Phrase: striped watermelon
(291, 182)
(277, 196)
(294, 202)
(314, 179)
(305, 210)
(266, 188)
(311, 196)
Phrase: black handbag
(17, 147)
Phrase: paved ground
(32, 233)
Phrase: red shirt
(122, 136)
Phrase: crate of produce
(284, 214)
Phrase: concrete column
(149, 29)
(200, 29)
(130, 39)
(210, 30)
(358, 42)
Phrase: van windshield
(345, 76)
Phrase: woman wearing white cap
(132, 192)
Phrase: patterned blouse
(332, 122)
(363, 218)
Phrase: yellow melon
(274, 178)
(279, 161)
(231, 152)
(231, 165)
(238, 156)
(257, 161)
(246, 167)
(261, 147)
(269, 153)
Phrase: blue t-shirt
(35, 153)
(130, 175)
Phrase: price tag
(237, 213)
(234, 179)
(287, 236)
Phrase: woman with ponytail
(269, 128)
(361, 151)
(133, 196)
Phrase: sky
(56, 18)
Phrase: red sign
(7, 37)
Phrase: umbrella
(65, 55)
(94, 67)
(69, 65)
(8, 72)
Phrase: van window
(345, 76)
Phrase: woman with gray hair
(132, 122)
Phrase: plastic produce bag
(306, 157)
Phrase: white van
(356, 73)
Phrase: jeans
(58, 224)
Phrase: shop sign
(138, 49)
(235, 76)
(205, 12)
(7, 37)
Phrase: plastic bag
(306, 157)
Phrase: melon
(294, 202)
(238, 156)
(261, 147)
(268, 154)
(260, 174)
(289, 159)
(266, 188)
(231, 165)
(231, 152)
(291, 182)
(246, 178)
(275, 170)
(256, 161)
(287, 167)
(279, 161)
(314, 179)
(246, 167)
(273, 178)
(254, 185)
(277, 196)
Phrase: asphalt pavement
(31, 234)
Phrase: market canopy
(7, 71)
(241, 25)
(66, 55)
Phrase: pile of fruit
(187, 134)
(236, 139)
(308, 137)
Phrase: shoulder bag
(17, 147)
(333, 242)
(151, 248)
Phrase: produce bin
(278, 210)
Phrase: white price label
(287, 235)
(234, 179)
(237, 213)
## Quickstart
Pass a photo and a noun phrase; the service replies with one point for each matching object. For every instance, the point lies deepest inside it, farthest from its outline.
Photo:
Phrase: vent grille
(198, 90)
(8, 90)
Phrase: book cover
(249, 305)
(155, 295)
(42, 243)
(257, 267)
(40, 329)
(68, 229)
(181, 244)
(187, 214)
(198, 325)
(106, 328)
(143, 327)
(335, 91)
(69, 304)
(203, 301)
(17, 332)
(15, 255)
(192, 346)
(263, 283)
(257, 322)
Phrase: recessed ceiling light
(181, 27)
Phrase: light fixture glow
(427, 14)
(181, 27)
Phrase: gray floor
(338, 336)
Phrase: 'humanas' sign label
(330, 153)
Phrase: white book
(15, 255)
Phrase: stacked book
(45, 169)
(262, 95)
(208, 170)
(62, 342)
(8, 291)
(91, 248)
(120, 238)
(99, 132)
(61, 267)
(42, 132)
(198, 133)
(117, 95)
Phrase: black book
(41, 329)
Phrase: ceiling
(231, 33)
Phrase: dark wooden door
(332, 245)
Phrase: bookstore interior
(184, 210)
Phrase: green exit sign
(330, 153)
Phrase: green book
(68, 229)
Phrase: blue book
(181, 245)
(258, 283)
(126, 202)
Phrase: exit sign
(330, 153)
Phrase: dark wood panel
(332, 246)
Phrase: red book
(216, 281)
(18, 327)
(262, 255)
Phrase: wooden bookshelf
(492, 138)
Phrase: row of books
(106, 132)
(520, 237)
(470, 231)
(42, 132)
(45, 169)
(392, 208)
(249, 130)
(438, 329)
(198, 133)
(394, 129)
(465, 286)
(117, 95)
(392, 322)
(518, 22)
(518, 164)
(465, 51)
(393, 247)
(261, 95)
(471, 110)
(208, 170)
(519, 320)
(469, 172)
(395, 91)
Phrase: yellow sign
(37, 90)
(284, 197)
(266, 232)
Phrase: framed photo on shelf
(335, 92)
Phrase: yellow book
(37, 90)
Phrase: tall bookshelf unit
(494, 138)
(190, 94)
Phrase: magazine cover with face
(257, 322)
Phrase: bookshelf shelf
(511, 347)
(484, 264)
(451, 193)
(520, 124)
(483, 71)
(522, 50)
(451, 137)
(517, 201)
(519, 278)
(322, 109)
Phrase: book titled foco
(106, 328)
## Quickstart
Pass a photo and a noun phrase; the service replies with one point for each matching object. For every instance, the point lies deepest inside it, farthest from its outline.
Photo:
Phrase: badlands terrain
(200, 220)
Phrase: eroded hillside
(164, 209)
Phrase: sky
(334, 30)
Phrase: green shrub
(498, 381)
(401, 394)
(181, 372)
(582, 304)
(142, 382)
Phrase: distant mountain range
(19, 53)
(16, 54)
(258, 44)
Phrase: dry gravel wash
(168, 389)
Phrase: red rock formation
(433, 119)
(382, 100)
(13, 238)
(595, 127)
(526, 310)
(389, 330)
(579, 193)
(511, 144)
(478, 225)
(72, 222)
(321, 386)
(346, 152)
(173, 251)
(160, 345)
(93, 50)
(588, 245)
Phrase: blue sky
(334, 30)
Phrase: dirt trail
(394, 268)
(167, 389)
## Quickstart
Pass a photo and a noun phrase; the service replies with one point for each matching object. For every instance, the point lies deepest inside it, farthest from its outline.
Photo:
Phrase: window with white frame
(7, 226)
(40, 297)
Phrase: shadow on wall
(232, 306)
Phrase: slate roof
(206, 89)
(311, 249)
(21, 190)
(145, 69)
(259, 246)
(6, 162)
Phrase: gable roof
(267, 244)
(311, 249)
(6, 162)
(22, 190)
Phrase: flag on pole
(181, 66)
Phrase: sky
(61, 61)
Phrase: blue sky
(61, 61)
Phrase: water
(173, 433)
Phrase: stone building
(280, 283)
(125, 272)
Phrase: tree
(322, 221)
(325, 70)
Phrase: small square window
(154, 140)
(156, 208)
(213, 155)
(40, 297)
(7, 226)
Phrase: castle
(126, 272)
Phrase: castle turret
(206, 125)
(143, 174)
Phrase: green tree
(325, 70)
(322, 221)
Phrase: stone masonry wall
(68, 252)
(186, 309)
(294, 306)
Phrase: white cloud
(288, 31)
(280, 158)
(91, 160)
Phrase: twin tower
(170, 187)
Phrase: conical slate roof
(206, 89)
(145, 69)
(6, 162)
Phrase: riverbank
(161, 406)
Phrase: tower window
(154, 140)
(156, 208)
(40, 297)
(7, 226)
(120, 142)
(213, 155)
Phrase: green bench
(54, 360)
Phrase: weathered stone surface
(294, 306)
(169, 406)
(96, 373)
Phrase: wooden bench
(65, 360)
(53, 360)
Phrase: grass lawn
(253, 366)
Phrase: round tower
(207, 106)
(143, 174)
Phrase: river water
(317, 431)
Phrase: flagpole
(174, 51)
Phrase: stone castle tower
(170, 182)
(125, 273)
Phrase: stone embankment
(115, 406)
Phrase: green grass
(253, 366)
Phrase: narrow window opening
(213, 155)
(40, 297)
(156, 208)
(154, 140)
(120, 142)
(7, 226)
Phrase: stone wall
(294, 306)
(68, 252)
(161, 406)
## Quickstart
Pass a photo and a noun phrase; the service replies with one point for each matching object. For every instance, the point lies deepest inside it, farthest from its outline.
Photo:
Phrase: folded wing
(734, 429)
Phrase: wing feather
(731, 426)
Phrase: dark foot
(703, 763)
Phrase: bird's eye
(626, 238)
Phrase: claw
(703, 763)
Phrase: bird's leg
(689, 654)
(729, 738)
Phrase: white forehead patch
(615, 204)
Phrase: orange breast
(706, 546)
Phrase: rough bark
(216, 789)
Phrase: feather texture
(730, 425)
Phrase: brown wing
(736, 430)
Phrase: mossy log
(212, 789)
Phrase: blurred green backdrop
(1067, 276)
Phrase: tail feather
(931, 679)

________________________

## What you will do
A word-for-word restatement of the records above from the line containing "Phrase: wing feather" to their final line is all the answer should hold.

## Output
Phrase: wing feather
(731, 426)
Phrase: dark foot
(703, 763)
Phrase: bird's eye
(626, 238)
Phrase: claw
(703, 763)
Phrase: bird's leg
(689, 654)
(729, 738)
Phrase: white forehead patch
(615, 204)
Phrase: orange breast
(706, 546)
Phrase: rough bark
(216, 789)
Phrase: feather texture
(730, 425)
Phrase: brown wing
(736, 430)
Phrase: mossy log
(212, 789)
Phrase: blurred green backdrop
(1067, 276)
Phrase: tail feather
(931, 679)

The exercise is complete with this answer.